Task item: Your task is to transcribe the data exactly while omitting each picture.

Stored data entries:
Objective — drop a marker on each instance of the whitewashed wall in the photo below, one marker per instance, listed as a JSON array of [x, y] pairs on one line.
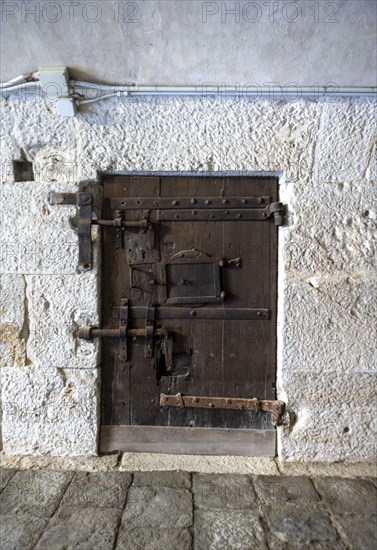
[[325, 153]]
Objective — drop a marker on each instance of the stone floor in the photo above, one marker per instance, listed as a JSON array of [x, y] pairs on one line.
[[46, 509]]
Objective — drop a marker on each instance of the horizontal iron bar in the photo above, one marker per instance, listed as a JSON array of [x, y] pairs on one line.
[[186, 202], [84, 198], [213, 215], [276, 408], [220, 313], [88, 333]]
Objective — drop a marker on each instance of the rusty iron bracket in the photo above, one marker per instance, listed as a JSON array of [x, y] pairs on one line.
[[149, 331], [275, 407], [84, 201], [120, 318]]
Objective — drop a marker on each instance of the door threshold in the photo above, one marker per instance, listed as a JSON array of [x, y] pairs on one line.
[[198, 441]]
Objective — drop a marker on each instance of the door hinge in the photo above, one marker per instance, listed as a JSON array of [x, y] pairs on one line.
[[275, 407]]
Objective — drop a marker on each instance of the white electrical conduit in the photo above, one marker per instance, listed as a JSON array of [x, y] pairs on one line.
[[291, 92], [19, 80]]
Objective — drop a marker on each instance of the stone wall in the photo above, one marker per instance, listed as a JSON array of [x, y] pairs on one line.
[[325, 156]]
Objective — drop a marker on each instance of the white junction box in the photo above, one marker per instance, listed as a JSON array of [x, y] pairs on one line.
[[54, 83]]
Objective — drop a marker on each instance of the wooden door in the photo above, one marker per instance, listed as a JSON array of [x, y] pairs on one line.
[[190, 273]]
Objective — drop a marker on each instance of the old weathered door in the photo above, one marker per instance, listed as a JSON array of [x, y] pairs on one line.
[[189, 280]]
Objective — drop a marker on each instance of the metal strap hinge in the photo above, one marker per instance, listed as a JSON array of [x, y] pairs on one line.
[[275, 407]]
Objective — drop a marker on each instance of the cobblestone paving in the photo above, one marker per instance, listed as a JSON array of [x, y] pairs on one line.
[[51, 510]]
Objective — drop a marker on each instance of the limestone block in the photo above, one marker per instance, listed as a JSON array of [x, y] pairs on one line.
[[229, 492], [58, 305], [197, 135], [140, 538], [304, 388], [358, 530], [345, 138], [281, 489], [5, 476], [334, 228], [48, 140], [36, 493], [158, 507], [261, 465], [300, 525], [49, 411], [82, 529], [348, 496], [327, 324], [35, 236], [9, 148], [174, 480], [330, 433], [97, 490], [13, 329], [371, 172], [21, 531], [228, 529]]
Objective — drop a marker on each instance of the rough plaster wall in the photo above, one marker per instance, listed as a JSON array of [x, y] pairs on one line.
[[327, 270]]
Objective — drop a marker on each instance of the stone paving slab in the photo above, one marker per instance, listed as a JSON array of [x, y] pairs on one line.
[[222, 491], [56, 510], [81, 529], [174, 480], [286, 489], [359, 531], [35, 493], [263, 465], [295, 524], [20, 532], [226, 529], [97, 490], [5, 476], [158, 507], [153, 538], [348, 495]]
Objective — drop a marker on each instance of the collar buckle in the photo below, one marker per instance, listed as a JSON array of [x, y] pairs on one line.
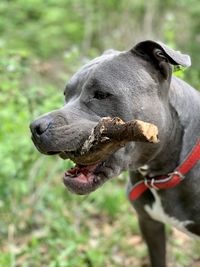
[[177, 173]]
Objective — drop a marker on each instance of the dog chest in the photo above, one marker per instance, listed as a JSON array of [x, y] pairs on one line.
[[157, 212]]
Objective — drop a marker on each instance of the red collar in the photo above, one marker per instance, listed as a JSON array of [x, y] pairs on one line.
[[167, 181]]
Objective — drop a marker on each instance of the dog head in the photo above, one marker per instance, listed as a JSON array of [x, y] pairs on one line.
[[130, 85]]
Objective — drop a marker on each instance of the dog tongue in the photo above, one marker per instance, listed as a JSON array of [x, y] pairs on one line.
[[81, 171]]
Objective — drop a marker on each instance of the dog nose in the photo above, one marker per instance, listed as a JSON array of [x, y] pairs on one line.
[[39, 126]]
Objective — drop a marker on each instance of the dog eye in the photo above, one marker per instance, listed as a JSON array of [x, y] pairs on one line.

Solution for this problem:
Objective — drop a marker on each instance of the whitewashed wall in the photo below, one marker per instance, listed as a JSON array of [x, y] pairs on one line.
[[325, 153]]
Objective — drop a marker on each instance of the stone floor in the photo above, one marker per instance, listed as a JSON array of [x, y] pairs on one line.
[[46, 509]]
Objective — drop a marker on each instance of the horizontal iron bar in the photo above, one marker per instance, listed as a JSON array of [x, y] pairs on one line.
[[186, 202], [84, 198], [213, 215], [276, 408], [220, 313], [88, 333]]
Objective — drop a marker on each instance of the rusty iron bracket in the photo above, one marker per instance, listed as a JSON array of [x, y] pairs on one line.
[[149, 331], [275, 407], [84, 201], [120, 318]]
Objective — drop a marker on each instance of the door threshold in the photo above, one marker per instance, listed as a JSON array of [x, y] pairs on one line.
[[198, 441]]
Objective — drop a marker on each instance of the door hinge in the photo above, one marker per instance, listed as a JSON array of [x, y] pairs on one line.
[[275, 407]]
Objective — drop a marker on each instance of the white electrical conduit in the photo above, one marker per instance, listed as a JSON array of [x, y] pairs on one line.
[[291, 92], [19, 80]]
Objective — drop a marker on each instance of the stone wall in the photo above, one marker per instance, listed as a JSON array of [x, y] pairs on one line.
[[325, 156]]
Objective — drop a marker on each instance of the white junction box in the photo above, one marker per instance, listed as a JSON array of [x, y] pairs on one line.
[[54, 83]]
Objective — drop a marker on each instance of the wooden door in the photo above, one marker per instance, listed as a JSON array of [x, y] pairs on one line.
[[190, 273]]
Objective — drop a marker on each instance of the old weathered door in the photo above, one marker per instance, listed as a JSON array of [x, y] pairs on one line.
[[189, 280]]
Objective — drop a marker on each instance of the metal strap hinge in the photo above, one marker per instance, listed as a JSON array of [x, y] pairs on one line.
[[275, 407]]
Objective — drop a marker on each instance of the cobblestone paving in the photo above, one marker per instance, listed as a JSON array of [x, y] pairs on one line.
[[51, 510]]
Objective — drop a marker on each instance of the limestone block in the photo above, one marker per instance, listed as a JSON array of [x, y] pairs on one line.
[[229, 492], [58, 305], [197, 135], [140, 538], [304, 388], [358, 530], [345, 138], [281, 489], [5, 476], [334, 228], [48, 140], [36, 493], [158, 507], [261, 465], [300, 525], [49, 411], [82, 529], [348, 496], [327, 324], [35, 236], [9, 148], [174, 480], [330, 433], [97, 490], [13, 329], [371, 172], [21, 531], [228, 529]]
Objective — drop a marker on each instance of the rough plaster wall in the photo above, one marker per instance, listed as a JSON array of [x, y] pairs on one line.
[[327, 270]]
Objective — drop a marker on each instance of the stone paving slab in the photo above, one marker per instance, listed as a JSON array of [x, y] pairs on one line.
[[222, 491], [56, 510], [81, 529], [174, 480], [286, 489], [359, 531], [35, 493], [263, 465], [295, 524], [20, 532], [226, 529], [97, 490], [5, 476], [158, 507], [153, 538], [348, 495]]
Objective — drop a marker on each instance of the collar buckle in the photo below, one marker per instance, listed as a JSON array of [x, y] pairs on one line.
[[177, 173]]
Objective — drop a marker on each instance of the dog chest in the photo above, one marker per instance, listed as a JSON array of [x, y] pairs on one line.
[[157, 212]]
Objective — drop a marker on each instance of the red collar in the photo above, one marker per instance, listed as a JSON array of [x, y] pairs on one line.
[[167, 181]]
Objective — drop a marker on each instance of the dog head in the photo above, one marker per instance, listed as a JSON array of [x, y] pairs on one line.
[[130, 85]]
Objective — drop a marker on each instance of the dog tongue in the photo above, one marker per instance, listed as a JSON array of [x, y] pairs on one line.
[[81, 171]]
Objective — drop a marker on each instance of the dog nose in the photo above, one marker per instance, listed as a JSON array of [x, y] pairs on one line.
[[39, 126]]
Objective — drop a marker on each instance of the dog eye in the photo above, one marker per instance, listed as a JSON array of [x, y] pairs on one line.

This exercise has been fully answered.